- SOURCE EXTRACT -
· · · · · · ·

Using Mochi in conjunction with MPI

There is no problem using Mochi libraries alongside MPI. However, some precautions must be taken. If you are using MPI in conjunction with either Thallium or Margo, and witness your code hanging, this page might be for you. This is a common mistake was have seen countless time. In the following, we will take Margo as an example, although the same applies to Thallium.

Understanding where the progress loop is running

Margo internally uses Argobots to manage user-level threads (ULT). ULTs are scheduled on execution streams (ES). Contrary to a preemptive multithreading system like pthreads, ULTs running on the same ES must explicitely yield to one another in order for each ULT to get a chance to run. Yielding happens either explicitely or when calling an Argobots function that will block the ULT (e.g., trying to lock a mutex). If a ULT blocks on a function that is not Argobots-aware, it will not yield to other ULT in its ES, which will block the entire ES.

In Margo, the Mercury progress loop is put in its own ULT. When initializing Margo using margo_init, the third argument indicates where this ULT will be placed: a value of 0 indicates that it will be running in the context of the ES that called margo_init. A value of 1 will make Margo create a new ES dedicated to running the progress loop.

Understanding when the progress loop is running

In a client program, if the progress loop doesn’t have its own ES, it will execute whenever margo_forward, margo_provider_forward, or margo_wait are called. These are the functions that need to wait for the completion of a Mercury operation before returning. Hence, they have to run the progress loop until such completion happens. If the client is also using MPI, this generally does not pose any problem because the client will either block on an MPI call (and not need the progress loop to be running) or block on a Margo call (and not need MPI progress to happen).

If the progress loop has been placed in a dedicated ES, it will run continuously in the background and, once again, the client will not have to care about conflicting MPI and Margo calls.

The situation becomes more complicated for servers. If Margo was initialized without a dedicated ES for the progress loop, then the progress loop will run either when the main ES calls margo_forward, margo_provider_forward, or margo_wait (just like for clients), or when the main ES blocks on margo_wait_for_finalize. Everytime the ES does anything else than these calls, the progress loop won’t be running and the server will not be able to respond to incoming RPCs. When using MPI in conjunction with Margo in this scenario, this means that whenever the main ES blocks on an MPI call, it will not make progress on Mercury operations. A common mistake we have seen users make is initializing servers as an MPI program, initializing Margo without a dedicated progress ES, then block on a call to MPI_Barrier (or another MPI operation) instead of blocking on margo_wait_for_finalize. The solution in such a scenario is either to use a dedicated ES for the mercury progress loop (set the third argument of margo_init to 1), or make sure not to use MPI calls when the progress loop needs to be running, or to put all MPI calls in an ES initialized separately.

If a server initializes Margo with a dedicated progress loop, there are still cases where a conflict between MPI and Margo could occure. These cases have to do with where the RPC handlers are executed.

· · · · · · ·

- RECORD LIST -
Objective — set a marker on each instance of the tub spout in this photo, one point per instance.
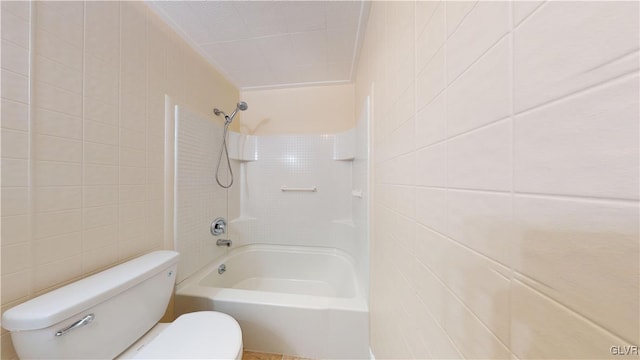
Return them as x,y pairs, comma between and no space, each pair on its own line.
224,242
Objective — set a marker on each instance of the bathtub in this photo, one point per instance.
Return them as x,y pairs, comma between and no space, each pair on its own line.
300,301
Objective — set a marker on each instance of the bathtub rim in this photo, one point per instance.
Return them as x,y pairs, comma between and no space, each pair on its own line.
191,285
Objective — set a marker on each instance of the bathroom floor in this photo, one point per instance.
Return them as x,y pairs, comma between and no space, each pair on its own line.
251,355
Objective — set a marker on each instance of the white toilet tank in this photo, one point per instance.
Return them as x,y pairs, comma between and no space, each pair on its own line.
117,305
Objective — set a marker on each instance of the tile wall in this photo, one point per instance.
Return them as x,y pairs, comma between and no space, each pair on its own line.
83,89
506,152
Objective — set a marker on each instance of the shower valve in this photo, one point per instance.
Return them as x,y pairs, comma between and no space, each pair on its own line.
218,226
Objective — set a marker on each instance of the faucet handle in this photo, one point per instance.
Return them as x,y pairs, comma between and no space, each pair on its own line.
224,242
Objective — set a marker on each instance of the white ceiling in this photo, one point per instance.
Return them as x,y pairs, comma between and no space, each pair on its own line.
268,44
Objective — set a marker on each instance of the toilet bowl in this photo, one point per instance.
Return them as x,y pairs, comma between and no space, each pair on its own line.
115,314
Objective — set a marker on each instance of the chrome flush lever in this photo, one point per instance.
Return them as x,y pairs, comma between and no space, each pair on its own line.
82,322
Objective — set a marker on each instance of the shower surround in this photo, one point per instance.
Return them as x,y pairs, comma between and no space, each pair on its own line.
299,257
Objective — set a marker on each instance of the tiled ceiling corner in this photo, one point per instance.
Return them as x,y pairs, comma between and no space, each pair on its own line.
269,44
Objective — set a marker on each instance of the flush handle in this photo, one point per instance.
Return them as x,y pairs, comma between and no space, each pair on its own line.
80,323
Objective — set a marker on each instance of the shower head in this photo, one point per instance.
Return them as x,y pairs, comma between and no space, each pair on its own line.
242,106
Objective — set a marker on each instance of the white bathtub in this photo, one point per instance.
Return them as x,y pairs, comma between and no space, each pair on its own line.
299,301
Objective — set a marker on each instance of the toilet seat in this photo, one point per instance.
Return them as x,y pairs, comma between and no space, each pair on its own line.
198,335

· · · · · · ·

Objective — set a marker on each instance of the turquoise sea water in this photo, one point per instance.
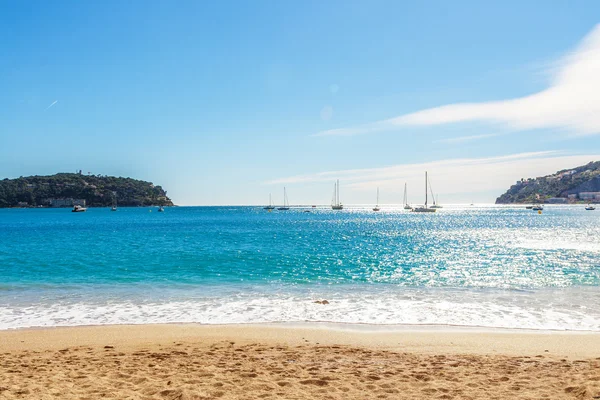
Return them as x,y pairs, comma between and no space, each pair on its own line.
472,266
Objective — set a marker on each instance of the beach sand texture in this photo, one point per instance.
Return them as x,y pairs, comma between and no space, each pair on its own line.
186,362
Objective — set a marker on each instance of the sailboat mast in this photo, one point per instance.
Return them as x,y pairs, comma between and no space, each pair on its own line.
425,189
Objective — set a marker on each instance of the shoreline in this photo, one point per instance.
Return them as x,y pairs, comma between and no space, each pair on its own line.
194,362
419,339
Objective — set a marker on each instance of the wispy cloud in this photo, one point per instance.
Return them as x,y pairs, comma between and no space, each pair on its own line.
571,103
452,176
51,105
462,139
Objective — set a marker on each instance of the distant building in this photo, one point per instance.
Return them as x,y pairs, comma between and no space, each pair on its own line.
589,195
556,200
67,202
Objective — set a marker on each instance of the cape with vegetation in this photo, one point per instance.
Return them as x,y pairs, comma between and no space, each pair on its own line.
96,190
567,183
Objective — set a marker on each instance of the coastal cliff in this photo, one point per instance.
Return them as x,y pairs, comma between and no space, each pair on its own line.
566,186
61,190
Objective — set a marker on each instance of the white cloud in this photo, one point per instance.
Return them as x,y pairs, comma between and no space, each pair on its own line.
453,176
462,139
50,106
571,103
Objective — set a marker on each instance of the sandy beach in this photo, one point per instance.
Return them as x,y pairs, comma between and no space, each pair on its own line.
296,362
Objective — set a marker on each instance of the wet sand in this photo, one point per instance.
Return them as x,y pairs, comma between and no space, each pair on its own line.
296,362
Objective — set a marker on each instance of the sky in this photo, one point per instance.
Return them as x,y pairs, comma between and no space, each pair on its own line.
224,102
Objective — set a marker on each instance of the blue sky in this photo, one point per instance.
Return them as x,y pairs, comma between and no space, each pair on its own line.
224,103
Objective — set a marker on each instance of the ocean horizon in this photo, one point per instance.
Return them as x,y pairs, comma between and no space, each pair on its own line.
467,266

· · · · · · ·

- WHAT YOU WILL DO -
1: In the Mochi and MPI page, which Margo calls let the progress loop run on a server that has no dedicated execution stream for it? List them all.
2: According to the Mochi and MPI page, what value of the third argument to margo_init makes Margo create a new execution stream dedicated to the progress loop?
3: Print the passage of the Mochi and MPI page between "If a server" and "handlers are executed.", inclusive.

- CORRECT ANSWERS -
1:
- margo_forward
- margo_provider_forward
- margo_wait
- margo_wait_for_finalize

2: A value of 1.

3:
If a server initializes Margo with a dedicated progress loop, there are still cases where a conflict between MPI and Margo could occure. These cases have to do with where the RPC handlers are executed.